→ EXERCISE INSTRUCTIONS
Nothing but the lines from the one containing "of the gray" through the end of the data below may appear in the response, each one exact.

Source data
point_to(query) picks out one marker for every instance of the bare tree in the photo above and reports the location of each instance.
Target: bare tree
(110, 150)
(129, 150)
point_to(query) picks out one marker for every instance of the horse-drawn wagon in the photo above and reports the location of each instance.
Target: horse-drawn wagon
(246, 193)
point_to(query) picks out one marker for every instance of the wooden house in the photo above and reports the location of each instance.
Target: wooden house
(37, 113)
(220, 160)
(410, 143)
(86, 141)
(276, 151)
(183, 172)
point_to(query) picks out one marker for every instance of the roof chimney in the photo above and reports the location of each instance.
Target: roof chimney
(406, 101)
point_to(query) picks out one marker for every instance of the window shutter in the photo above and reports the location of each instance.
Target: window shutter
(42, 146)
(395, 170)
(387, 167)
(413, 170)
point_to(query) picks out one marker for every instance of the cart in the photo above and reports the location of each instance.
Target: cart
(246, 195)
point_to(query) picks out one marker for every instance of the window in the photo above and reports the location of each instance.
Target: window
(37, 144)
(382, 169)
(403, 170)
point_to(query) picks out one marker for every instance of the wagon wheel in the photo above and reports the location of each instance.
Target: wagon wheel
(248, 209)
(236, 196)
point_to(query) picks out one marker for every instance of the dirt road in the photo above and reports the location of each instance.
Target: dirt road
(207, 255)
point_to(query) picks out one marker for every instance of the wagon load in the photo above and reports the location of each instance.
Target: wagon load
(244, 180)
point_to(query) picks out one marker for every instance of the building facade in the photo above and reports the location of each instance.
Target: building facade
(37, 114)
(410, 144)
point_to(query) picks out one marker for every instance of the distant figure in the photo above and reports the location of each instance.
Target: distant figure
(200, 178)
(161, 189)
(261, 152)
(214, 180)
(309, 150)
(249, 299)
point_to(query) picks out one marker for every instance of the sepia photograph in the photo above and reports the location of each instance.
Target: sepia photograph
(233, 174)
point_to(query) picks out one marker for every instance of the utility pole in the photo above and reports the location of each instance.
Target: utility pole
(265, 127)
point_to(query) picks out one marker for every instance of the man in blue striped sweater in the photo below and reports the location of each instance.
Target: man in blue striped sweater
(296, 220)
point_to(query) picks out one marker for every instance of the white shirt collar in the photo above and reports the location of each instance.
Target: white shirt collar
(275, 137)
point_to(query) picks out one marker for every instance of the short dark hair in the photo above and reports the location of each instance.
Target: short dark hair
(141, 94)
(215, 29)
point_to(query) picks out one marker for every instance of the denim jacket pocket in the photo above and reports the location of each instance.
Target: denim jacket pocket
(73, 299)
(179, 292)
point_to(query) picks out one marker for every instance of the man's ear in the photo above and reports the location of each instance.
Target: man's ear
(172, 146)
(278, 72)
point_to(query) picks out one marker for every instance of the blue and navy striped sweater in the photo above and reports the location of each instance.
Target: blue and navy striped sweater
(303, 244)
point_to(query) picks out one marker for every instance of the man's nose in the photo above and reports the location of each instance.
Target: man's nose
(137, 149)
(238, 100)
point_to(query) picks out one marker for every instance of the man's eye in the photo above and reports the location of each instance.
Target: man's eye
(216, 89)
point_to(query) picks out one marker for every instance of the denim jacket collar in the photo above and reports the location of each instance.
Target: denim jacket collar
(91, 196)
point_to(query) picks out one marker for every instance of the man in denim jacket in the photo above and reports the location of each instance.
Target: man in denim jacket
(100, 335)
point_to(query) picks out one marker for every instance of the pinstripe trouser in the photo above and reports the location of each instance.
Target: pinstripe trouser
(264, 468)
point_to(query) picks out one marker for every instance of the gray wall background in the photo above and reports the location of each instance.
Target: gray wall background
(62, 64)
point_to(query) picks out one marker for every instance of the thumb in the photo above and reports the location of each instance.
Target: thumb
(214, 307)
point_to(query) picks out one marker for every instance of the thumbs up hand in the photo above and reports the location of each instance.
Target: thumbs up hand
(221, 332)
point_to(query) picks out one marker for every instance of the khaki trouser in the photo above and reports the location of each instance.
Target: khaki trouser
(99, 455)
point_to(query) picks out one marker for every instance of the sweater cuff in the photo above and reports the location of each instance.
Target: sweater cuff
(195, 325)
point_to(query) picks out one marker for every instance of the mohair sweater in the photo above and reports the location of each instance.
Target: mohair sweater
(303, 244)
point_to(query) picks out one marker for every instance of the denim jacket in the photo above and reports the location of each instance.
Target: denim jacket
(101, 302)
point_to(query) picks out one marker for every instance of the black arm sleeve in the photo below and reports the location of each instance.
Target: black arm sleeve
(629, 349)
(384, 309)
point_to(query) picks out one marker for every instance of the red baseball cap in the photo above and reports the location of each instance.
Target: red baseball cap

→ EXPECTED OUTPUT
point_to(query) picks out one marker for every instance of the gray wall background in the photo above and reports the location of each instance.
Target: gray wall background
(62, 64)
point_to(query) picks out one marker for every instance of the thumb in the photo above and reports the location of each instance.
Target: thumb
(214, 307)
point_to(query) picks out one marker for every instance of the thumbs up hand in the photo above and reports the location of each instance.
Target: thumbs up hand
(221, 332)
point_to(query) picks out one marker for every instance of the khaki trouser in the photo above and reports the location of each instance.
Target: khaki trouser
(99, 455)
point_to(query) picks out one marker for every instance of the sweater cuff in the photo above and reports the location of each instance.
Target: sweater cuff
(195, 325)
point_to(query) picks out one marker for every instance of the mohair sweater in the photo above and reports the location of each instance.
Target: mohair sweater
(303, 244)
point_to(query) picks out one marker for every instance of the denim jacket in the photo above and reports the location of each instance.
Target: denim jacket
(101, 302)
point_to(query) picks out one marker for every instance of the black arm sleeve in the photo below and reports the location of each instance.
Target: black arm sleeve
(629, 349)
(384, 309)
point_to(query) picks out one marker for every instance of the red baseball cap in the photo above and reports the location of each instance.
Target: red baseball cap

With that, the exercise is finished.